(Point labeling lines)
========================
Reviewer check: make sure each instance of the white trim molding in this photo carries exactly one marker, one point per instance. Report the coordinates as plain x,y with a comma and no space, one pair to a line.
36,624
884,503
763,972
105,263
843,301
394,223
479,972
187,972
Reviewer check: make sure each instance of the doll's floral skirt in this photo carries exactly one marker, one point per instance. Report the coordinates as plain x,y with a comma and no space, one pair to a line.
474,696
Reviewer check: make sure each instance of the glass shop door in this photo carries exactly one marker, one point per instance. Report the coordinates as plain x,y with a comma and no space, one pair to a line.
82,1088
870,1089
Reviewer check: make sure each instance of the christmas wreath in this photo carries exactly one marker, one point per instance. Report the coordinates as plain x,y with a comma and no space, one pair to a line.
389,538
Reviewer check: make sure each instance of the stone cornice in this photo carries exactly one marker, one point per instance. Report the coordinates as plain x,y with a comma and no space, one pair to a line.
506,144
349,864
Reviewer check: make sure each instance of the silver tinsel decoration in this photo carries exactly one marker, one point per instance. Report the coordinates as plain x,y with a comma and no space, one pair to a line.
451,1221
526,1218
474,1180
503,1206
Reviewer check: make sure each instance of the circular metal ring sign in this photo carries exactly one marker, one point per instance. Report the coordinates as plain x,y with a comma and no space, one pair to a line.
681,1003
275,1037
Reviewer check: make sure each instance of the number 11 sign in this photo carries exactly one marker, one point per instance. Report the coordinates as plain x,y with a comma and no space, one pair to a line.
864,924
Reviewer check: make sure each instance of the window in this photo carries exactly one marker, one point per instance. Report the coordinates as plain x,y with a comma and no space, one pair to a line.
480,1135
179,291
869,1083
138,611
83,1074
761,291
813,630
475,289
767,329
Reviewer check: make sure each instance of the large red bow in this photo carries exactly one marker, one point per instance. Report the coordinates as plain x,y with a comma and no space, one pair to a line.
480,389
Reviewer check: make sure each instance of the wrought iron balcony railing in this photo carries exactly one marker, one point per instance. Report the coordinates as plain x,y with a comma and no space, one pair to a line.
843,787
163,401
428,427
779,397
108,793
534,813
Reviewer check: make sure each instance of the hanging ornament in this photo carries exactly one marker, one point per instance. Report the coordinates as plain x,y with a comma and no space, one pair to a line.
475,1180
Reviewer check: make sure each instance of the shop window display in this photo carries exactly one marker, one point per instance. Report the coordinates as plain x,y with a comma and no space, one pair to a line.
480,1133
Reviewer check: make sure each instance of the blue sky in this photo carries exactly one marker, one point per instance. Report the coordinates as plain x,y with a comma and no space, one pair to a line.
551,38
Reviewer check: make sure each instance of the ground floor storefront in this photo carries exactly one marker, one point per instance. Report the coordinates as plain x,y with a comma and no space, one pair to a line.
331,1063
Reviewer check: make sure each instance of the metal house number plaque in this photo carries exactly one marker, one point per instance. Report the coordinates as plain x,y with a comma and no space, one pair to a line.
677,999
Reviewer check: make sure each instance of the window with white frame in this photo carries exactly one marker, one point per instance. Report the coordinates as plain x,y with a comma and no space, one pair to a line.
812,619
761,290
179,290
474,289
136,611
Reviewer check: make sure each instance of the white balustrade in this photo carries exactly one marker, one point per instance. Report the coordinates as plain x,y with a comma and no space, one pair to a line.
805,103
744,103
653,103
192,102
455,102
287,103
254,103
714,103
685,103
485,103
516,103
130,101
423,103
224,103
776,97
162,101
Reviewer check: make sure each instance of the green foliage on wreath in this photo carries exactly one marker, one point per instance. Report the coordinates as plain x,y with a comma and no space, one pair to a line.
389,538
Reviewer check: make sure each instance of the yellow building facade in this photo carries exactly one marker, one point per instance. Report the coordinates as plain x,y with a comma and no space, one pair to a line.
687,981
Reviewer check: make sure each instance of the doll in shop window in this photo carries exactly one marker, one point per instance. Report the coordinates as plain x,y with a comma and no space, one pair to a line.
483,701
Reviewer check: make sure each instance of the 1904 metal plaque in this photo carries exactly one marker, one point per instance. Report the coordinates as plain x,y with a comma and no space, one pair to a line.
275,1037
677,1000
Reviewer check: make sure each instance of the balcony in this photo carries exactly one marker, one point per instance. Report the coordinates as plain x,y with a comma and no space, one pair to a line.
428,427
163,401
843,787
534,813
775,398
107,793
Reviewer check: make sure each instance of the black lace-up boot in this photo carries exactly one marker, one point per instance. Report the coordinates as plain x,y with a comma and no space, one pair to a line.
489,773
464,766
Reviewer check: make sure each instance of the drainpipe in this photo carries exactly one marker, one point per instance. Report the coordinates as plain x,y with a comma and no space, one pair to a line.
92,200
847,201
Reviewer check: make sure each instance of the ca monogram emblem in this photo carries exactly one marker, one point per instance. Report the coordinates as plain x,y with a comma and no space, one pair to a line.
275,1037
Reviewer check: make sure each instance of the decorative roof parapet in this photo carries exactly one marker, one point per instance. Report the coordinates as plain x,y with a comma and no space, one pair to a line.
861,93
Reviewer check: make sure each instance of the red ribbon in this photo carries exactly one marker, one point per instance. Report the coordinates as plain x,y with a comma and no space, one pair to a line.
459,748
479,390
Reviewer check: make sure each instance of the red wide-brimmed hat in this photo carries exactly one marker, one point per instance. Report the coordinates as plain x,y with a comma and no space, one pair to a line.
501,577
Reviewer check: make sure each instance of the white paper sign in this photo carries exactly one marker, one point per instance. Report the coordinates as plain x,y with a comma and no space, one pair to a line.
========================
GIVEN REQUEST:
Rewrite the lines from the line containing "Reviewer check: make sure each instance of the red ribbon" through the last line, replacing "Reviewer check" with "Annotator check" and keeping everything else the same.

RESPONSE TO THE EXERCISE:
Annotator check: make sure each instance of the red ribbon in this photo carries exactly one marker, one point per instance. Report the coordinates as plain x,y with a comma and no space, one pair to a line.
459,748
479,390
Annotator check: make sure each instance of the red wide-brimmed hat in this photo carries exactly one marker, one point per instance. Report the coordinates as plain x,y with a comma and no space, one pair to a line.
501,577
Annotator check: make sure each instance of the white paper sign in this photo carries exactly one marker, one point per instance. Report the coordinates as plain x,y with a comma and no space, one pair to a line.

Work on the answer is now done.